**Exercise directions**: Could you restate every line of the data word for word?

===== Dataset extract

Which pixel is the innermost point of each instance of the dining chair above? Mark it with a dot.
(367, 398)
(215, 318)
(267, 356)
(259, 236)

==========

**The answer**:
Which pixel is the innermost point of each instance of the dining chair above? Mark it with a dot.
(367, 398)
(215, 318)
(267, 356)
(259, 236)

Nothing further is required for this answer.